**** Exercise data
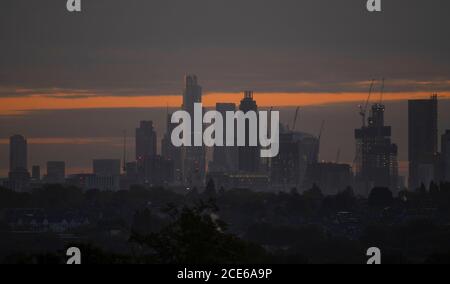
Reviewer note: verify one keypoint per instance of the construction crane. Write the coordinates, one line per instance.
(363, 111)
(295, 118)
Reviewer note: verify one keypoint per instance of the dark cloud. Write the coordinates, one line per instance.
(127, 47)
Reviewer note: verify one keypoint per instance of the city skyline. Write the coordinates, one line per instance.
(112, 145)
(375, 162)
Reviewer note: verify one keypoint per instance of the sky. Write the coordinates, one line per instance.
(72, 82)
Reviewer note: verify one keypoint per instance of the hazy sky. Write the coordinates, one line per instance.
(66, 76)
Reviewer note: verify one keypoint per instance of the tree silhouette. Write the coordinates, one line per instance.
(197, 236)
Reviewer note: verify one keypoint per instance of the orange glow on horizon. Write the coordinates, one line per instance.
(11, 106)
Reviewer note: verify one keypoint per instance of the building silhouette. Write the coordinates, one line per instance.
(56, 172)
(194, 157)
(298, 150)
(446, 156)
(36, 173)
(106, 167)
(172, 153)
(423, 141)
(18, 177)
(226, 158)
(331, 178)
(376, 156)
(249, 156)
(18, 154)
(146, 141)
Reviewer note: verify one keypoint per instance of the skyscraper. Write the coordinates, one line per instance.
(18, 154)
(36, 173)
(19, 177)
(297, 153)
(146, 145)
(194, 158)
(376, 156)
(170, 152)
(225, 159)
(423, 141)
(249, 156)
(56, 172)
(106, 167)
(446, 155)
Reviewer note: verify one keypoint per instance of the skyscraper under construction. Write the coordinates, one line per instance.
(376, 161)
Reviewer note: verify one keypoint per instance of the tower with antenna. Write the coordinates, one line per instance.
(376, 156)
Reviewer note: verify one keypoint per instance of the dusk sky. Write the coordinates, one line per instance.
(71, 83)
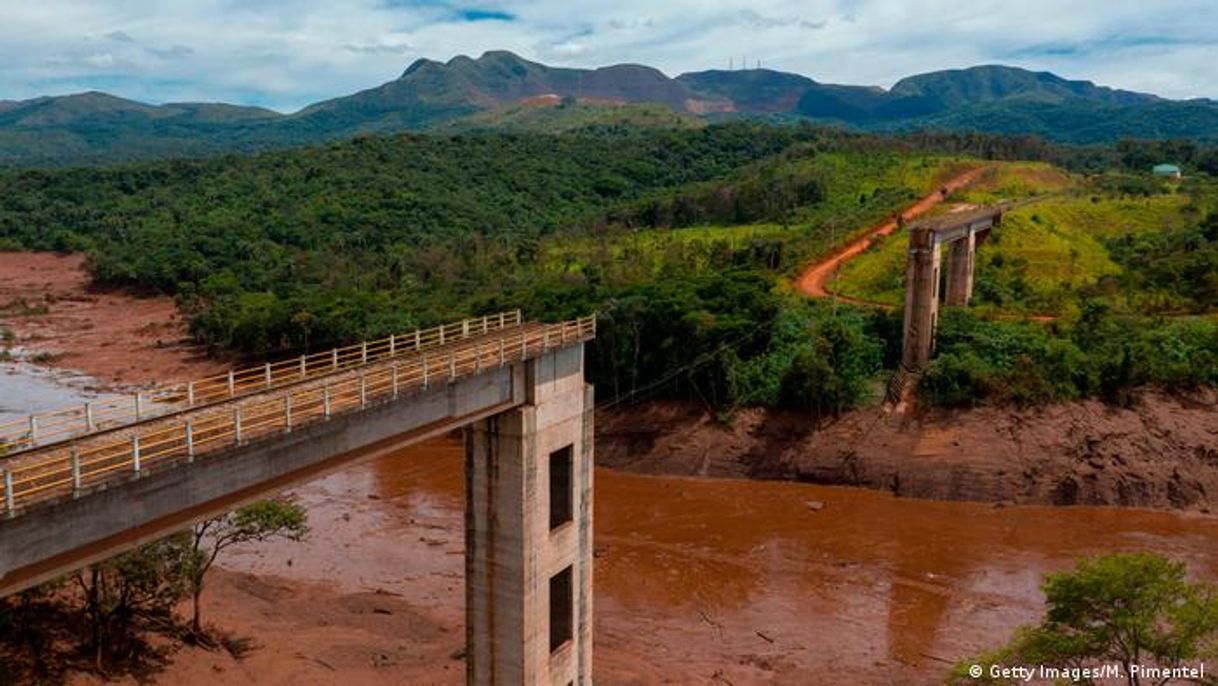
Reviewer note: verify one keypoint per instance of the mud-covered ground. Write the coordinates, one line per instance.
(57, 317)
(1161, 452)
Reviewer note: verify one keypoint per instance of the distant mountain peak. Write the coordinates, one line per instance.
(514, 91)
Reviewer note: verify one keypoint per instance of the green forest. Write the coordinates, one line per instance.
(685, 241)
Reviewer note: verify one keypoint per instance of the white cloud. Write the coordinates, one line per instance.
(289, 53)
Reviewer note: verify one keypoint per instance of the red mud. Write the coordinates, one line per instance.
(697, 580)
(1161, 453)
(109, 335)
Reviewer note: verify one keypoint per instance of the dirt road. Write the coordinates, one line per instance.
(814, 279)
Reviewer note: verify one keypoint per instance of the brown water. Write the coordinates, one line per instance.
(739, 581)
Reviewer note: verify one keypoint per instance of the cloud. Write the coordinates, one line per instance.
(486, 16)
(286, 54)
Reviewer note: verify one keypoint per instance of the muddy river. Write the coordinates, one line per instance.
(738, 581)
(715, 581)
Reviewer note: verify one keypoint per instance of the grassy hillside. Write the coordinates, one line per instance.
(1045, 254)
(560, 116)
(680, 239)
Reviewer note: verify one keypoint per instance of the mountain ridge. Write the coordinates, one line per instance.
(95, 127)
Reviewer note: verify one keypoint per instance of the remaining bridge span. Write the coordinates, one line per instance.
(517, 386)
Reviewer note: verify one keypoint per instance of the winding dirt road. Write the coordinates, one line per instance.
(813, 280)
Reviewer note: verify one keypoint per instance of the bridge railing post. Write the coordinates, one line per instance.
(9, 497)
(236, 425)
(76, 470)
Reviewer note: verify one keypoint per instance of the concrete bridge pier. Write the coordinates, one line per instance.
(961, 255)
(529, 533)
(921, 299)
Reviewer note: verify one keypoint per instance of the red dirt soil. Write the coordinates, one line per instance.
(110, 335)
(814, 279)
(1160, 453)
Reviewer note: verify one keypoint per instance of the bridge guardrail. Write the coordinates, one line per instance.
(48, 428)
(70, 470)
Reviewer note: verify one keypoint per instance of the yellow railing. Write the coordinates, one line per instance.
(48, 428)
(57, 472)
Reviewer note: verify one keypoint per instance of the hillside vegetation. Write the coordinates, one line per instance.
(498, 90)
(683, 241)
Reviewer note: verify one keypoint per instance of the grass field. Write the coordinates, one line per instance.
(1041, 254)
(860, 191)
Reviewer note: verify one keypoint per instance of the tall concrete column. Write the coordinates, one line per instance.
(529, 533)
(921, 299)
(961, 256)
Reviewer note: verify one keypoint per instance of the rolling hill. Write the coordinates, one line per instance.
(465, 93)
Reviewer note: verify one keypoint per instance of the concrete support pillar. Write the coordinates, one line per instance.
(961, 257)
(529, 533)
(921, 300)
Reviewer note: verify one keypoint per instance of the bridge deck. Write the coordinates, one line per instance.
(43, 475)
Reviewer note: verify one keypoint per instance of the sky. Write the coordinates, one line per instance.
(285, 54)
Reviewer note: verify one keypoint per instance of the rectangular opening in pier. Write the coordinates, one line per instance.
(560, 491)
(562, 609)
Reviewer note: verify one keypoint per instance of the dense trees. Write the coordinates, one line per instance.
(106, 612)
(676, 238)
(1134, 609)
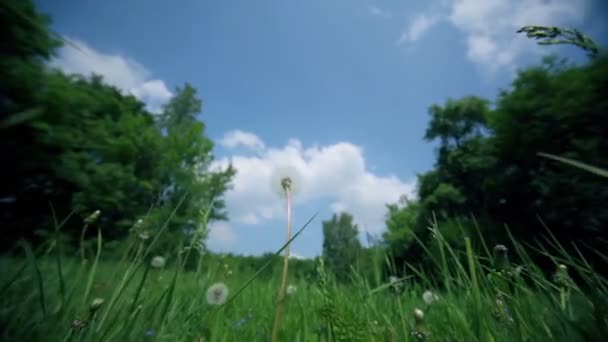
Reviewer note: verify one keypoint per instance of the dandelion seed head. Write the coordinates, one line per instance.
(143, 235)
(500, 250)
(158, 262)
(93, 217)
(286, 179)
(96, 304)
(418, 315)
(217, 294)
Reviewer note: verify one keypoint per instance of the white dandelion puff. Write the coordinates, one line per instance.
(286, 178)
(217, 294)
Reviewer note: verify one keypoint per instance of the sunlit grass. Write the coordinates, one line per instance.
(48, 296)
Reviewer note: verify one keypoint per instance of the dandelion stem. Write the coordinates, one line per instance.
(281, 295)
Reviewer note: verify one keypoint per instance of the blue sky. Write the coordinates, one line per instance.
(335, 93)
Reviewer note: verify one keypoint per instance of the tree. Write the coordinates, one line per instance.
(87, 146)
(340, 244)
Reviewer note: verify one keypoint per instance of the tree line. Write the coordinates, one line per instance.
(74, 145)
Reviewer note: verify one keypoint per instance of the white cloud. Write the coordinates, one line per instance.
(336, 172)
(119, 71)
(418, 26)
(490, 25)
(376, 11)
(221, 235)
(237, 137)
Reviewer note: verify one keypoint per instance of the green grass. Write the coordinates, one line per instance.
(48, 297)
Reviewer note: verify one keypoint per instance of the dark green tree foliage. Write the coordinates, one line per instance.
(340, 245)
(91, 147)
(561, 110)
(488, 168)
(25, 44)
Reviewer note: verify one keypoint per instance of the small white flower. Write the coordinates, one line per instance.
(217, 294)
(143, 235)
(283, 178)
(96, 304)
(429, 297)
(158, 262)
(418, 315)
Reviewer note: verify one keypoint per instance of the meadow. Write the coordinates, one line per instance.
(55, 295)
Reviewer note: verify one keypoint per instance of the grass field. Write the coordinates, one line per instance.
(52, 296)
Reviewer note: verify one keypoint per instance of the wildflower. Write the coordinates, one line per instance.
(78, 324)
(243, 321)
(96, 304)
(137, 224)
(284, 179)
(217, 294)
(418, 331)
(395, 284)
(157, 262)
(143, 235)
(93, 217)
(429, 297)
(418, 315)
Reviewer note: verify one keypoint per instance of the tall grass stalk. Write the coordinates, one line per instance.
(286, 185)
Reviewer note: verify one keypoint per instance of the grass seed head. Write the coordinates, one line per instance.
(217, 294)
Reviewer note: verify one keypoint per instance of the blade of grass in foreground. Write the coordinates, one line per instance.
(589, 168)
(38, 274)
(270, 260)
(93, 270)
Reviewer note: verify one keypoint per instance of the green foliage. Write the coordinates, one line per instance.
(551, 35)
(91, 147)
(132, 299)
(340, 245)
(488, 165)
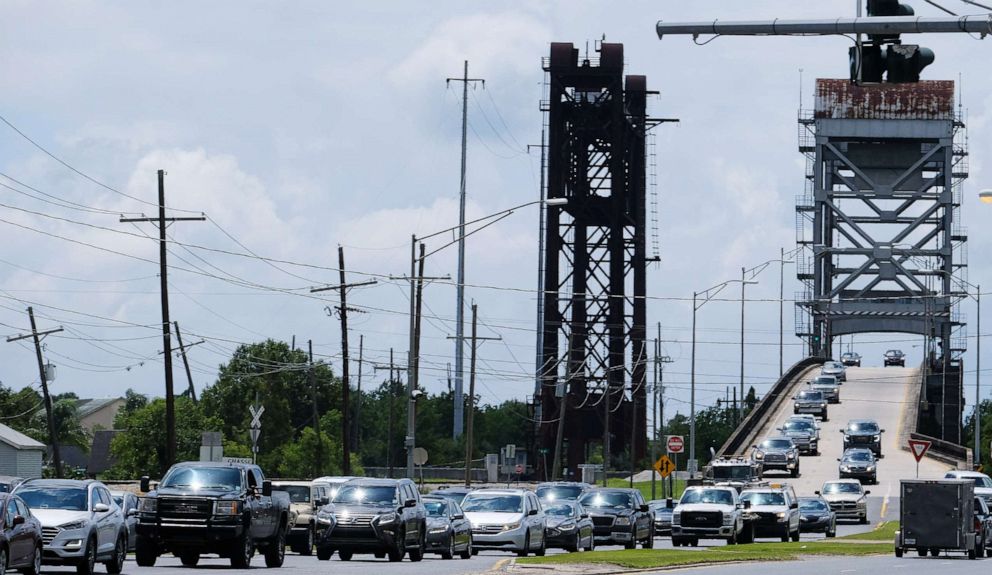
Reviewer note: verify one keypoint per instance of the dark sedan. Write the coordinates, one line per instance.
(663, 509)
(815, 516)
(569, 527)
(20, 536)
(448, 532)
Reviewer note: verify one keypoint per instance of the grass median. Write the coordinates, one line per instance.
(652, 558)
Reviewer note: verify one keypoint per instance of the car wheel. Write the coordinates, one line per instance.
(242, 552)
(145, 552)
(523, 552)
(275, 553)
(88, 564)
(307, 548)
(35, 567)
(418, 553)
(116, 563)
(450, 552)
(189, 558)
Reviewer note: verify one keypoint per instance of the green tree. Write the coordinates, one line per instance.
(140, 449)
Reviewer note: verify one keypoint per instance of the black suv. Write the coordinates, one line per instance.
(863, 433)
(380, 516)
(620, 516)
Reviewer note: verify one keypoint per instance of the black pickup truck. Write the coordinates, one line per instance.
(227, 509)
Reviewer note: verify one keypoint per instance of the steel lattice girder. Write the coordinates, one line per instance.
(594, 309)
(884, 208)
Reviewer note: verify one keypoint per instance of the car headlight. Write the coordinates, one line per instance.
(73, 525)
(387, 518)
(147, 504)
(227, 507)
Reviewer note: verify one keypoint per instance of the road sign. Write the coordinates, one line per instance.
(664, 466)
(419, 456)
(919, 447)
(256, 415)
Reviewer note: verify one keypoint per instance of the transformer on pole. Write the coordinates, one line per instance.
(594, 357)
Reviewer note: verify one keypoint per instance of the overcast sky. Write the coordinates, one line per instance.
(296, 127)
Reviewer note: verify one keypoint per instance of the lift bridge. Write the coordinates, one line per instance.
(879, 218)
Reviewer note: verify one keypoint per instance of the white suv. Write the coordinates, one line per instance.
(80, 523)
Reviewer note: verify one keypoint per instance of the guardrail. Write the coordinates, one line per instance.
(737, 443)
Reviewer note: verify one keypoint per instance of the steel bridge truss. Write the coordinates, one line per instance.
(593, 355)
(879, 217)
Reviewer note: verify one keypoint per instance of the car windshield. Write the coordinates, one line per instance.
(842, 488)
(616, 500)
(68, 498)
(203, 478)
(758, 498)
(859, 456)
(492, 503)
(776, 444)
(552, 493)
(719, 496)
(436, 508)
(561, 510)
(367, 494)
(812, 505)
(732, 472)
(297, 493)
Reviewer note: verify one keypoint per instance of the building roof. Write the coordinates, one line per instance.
********
Work to be completed
Include both ends. Return the line holding "Reviewer note: verify one keypoint per instance of the lift" and all lines after it in the records above, exactly as written.

Reply to the task
Reviewer note: verify one keypoint per instance of the lift bridge. Write the coordinates, one line per instance.
(879, 218)
Reviewer note: verify one keypoint per instance of the white suv. Write the coordinates, one line per instance.
(80, 523)
Reviewer note: verify one keypoint per instance of the guardrail. Write the coordinates, one line per instance.
(737, 443)
Reviewer note: verify one keypoint per instance of the steel bridge truss. Write the coordinates, one line per instance.
(593, 355)
(879, 217)
Reviewer note: verify one keypoint per instance of the car windshield. Write the coordinates, one line per instance.
(842, 488)
(616, 500)
(68, 498)
(203, 478)
(758, 498)
(859, 456)
(492, 503)
(776, 444)
(552, 493)
(719, 496)
(436, 508)
(561, 510)
(367, 494)
(812, 505)
(732, 472)
(297, 493)
Reviewer note: verify one keypoint per instance of the building roof. Write the coordinates, one line per instance.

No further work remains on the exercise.